**Data for this exercise**

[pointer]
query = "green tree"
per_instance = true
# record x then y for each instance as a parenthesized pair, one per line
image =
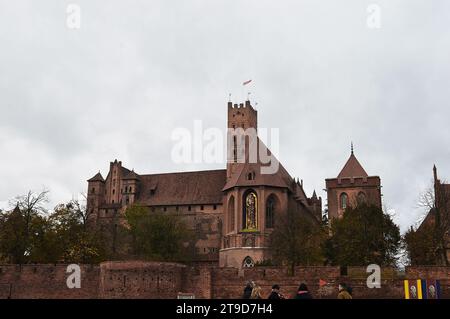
(162, 237)
(364, 235)
(21, 227)
(28, 235)
(70, 236)
(296, 240)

**What you have to do**
Please transcribe the listing above verbatim and exclude every picture.

**Answer to this task**
[pointer]
query = "green tree"
per_instance = true
# record x then y for each instance as a parenthesized pair, one per line
image =
(162, 237)
(364, 235)
(21, 227)
(28, 235)
(70, 236)
(296, 240)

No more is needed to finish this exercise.